### RECORDS FOR THE TASK ###

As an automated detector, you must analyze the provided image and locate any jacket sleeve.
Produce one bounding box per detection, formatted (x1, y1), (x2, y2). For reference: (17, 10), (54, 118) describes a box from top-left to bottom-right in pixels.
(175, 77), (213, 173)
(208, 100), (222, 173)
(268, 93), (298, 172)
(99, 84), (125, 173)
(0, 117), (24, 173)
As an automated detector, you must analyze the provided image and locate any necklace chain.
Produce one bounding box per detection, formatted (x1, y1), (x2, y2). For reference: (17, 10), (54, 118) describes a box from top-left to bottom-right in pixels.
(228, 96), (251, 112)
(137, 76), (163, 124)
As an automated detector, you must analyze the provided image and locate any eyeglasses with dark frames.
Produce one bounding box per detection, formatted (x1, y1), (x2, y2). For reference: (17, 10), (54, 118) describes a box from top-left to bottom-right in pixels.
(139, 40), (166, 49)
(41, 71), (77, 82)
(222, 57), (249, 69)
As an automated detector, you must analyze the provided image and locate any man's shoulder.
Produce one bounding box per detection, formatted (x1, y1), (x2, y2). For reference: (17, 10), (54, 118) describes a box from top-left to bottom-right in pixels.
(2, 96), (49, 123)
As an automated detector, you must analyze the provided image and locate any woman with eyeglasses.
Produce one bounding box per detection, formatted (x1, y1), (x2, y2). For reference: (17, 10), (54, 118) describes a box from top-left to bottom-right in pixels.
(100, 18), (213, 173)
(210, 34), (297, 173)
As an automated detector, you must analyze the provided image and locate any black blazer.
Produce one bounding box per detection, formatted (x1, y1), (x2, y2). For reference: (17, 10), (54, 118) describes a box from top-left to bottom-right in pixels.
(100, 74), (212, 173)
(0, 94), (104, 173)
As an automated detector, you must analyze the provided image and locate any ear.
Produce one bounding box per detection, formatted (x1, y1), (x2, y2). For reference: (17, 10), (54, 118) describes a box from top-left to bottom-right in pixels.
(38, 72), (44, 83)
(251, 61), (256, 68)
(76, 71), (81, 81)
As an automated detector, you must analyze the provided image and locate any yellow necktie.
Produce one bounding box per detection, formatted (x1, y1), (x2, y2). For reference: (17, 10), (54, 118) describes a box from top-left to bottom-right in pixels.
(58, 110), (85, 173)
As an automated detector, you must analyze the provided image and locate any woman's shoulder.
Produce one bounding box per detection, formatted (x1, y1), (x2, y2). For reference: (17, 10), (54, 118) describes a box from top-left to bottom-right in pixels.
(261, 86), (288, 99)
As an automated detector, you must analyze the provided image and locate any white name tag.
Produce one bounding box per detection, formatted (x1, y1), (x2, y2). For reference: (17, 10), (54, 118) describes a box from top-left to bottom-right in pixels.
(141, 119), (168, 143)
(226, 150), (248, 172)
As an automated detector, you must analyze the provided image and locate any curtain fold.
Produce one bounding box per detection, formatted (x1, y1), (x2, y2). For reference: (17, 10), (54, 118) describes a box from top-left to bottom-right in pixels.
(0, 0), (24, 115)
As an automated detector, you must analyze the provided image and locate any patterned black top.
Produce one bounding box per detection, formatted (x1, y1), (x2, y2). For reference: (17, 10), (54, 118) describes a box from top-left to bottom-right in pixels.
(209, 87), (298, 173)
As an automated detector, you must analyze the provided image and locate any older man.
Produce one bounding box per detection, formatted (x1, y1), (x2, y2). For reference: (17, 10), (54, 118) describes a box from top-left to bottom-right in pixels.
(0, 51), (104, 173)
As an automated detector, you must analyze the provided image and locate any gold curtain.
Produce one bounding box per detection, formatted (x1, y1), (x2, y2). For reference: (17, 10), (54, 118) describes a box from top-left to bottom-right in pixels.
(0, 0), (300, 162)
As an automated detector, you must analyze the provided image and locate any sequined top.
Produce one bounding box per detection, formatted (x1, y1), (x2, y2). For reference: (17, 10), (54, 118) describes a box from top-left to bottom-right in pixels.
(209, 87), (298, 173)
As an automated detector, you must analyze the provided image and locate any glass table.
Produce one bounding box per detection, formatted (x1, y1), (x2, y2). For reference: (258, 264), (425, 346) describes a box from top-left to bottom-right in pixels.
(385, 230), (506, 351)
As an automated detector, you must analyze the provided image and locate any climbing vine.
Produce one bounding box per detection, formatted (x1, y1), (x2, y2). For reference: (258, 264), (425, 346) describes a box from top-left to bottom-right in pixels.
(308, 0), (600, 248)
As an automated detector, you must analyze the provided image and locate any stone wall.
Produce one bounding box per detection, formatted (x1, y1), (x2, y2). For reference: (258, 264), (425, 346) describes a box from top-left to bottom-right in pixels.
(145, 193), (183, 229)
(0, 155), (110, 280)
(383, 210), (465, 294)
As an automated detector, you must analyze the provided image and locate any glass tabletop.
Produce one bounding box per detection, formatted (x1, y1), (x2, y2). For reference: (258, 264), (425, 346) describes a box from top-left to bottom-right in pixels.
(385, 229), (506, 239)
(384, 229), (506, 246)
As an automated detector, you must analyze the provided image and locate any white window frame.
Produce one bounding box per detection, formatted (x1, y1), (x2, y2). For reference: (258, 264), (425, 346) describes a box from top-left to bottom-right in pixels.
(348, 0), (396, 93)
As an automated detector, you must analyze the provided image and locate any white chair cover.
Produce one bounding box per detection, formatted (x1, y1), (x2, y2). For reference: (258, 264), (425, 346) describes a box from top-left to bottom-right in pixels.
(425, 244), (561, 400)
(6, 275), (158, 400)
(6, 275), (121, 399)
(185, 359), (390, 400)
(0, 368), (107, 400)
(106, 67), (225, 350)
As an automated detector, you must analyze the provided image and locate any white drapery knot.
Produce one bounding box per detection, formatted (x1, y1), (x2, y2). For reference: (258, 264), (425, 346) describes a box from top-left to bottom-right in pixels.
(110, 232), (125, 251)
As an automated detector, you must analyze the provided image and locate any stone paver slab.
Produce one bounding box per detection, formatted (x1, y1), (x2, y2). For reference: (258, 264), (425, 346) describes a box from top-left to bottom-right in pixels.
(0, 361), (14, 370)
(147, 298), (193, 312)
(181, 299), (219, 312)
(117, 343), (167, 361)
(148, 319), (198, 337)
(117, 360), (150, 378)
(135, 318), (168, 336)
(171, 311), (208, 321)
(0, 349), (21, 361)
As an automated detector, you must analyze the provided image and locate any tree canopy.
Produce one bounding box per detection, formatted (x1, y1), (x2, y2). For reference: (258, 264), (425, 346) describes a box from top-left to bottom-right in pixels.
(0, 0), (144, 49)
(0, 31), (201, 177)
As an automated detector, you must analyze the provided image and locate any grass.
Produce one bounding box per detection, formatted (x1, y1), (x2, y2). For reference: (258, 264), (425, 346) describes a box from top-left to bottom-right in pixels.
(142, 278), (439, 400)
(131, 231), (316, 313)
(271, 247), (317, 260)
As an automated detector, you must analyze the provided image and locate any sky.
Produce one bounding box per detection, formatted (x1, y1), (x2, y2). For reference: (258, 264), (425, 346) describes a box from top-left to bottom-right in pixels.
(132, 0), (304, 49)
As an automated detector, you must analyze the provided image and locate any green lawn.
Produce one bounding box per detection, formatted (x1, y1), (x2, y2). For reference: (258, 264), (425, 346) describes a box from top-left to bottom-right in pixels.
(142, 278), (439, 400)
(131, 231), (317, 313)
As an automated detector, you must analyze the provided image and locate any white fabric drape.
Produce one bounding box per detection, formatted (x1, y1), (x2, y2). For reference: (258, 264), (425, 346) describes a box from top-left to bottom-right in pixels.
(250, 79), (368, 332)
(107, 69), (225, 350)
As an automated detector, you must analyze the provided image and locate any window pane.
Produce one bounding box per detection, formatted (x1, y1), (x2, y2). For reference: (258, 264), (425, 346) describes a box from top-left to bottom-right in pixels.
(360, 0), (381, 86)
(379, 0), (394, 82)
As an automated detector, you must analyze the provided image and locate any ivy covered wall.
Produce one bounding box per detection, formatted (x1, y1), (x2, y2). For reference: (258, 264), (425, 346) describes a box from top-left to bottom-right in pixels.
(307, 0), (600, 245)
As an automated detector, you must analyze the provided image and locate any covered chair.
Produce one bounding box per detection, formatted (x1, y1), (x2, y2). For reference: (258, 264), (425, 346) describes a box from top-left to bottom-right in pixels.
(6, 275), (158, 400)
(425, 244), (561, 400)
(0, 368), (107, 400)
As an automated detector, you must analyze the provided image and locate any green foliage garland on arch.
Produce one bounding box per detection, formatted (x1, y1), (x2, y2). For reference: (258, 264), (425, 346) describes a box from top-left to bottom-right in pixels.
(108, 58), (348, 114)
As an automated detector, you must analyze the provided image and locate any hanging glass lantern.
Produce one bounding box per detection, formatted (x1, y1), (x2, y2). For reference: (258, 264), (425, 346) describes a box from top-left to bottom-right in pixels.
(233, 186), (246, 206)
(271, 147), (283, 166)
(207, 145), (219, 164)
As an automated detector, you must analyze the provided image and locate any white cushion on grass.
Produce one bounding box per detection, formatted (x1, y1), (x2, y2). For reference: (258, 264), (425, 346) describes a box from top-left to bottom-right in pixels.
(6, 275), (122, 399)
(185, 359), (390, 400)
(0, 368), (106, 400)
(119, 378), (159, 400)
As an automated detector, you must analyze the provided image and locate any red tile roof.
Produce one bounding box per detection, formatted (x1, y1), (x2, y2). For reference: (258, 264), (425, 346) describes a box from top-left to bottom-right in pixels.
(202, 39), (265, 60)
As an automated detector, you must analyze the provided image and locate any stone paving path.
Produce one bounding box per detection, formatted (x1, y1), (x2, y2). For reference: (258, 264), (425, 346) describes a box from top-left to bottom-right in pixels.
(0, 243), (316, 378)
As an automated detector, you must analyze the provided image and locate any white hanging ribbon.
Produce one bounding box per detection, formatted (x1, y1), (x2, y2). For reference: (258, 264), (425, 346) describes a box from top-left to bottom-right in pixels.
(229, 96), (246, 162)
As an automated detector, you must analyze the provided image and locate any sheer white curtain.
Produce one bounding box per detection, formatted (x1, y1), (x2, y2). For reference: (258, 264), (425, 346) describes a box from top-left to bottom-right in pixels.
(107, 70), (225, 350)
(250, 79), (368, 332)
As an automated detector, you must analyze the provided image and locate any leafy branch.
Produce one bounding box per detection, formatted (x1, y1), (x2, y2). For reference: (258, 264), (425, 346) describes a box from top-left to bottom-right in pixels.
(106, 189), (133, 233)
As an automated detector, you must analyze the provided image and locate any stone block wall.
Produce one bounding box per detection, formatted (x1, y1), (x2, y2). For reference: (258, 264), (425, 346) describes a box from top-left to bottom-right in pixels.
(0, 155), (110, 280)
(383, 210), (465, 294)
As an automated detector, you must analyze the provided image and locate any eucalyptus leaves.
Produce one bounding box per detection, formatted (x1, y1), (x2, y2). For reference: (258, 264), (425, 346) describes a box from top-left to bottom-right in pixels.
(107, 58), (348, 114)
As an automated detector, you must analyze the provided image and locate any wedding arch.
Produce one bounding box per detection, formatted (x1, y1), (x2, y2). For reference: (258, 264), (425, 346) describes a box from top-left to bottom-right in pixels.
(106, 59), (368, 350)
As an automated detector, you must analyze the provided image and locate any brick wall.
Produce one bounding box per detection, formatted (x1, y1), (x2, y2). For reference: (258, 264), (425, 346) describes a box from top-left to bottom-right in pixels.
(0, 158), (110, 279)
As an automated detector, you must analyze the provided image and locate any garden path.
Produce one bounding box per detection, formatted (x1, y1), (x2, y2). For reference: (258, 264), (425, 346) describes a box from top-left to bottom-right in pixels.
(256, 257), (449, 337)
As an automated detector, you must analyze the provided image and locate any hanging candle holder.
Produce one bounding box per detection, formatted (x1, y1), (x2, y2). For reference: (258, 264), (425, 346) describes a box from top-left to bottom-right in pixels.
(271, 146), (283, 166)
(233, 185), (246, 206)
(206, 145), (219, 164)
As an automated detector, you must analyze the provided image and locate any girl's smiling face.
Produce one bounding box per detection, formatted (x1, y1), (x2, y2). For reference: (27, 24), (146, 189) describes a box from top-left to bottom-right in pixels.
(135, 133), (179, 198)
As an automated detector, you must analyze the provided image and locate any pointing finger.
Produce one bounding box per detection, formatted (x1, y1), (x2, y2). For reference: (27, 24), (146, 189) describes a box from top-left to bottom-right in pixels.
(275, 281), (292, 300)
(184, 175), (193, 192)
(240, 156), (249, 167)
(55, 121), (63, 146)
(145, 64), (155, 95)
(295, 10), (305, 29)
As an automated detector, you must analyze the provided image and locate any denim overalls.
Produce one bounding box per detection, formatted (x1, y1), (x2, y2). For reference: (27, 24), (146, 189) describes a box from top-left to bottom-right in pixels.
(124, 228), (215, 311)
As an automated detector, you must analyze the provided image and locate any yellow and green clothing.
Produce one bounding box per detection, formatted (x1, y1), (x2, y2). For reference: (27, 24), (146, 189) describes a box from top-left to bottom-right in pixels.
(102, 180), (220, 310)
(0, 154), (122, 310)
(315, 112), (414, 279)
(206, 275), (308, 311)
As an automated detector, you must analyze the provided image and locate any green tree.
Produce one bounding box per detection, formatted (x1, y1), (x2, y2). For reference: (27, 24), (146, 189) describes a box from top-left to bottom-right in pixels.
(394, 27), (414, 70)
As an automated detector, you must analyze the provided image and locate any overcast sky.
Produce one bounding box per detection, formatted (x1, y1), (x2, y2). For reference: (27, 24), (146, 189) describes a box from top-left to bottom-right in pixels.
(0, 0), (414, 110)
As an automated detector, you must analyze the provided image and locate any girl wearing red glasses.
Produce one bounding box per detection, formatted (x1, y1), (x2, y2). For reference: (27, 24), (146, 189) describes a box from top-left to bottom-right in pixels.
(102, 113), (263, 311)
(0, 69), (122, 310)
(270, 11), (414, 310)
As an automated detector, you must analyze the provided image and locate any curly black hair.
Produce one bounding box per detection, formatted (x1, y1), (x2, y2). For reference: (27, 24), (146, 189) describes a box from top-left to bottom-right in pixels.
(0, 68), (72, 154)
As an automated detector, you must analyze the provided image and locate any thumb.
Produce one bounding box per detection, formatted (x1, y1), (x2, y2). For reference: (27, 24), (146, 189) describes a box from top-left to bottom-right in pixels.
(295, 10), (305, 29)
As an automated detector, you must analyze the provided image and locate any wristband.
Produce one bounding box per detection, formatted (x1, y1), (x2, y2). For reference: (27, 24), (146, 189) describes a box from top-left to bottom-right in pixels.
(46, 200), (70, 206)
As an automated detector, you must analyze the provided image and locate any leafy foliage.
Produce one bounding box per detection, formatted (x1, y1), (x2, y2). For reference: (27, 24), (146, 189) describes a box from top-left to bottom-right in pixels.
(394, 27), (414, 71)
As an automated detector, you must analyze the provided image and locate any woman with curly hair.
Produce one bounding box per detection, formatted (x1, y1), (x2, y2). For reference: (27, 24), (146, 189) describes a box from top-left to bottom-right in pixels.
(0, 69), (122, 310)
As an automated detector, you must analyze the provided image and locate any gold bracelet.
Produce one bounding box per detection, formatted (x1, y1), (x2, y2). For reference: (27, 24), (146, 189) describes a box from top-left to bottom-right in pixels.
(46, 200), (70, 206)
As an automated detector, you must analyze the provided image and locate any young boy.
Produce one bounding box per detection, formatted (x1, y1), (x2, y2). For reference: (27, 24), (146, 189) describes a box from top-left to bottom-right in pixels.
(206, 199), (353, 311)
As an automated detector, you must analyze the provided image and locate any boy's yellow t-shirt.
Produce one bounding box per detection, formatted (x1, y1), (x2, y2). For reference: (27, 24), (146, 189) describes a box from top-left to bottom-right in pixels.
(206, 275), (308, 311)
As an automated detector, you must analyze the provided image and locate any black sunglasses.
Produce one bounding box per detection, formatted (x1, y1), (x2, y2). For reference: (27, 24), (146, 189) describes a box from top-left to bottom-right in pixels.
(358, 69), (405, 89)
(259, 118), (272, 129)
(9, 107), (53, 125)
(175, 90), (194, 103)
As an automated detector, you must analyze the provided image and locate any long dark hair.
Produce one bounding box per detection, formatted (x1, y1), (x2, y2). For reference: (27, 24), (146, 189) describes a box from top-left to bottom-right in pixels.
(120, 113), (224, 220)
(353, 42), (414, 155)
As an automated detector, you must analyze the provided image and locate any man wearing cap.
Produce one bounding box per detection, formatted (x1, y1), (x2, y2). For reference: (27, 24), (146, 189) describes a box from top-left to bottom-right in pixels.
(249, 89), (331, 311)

###

- WHAT THE TASK ASKS
Format the entries starting with the line containing "hanging glass lantern." and going on through the line containing "(202, 39), (265, 60)" as a two-column CSV with the headers instruction and boxes, one row per entry. Put each entry's text and its answer in one quoted field apiece, with line breaks turned into spaces.

- COMPLETED TASK
instruction,boxes
"As an automated detector, you must analyze the provided image and locate any hanging glass lantern. Produce one bounding box per detection, formatted (x1, y1), (x2, y2). For reference: (258, 264), (425, 346) describes a box from top-left to bottom-right in pixels.","(233, 186), (246, 206) (271, 147), (283, 166) (207, 145), (219, 164)"
"As an automated detector, you must analyze the provided image and locate any white cushion on grass. Produce one bounding box per detection, formatted (x1, y1), (x2, y2). For reference: (258, 264), (425, 346) describes a box from top-left to bottom-right in pixels.","(6, 275), (122, 399) (185, 359), (390, 400) (0, 368), (106, 400) (119, 378), (159, 400)"
"As an automated detector, you must analyze the provided image and locate any red tile roof. Produce one bounding box per detection, formatted (x1, y1), (x2, y2). For reference: (258, 264), (425, 346) describes a box from top-left to bottom-right in pixels.","(202, 39), (265, 60)"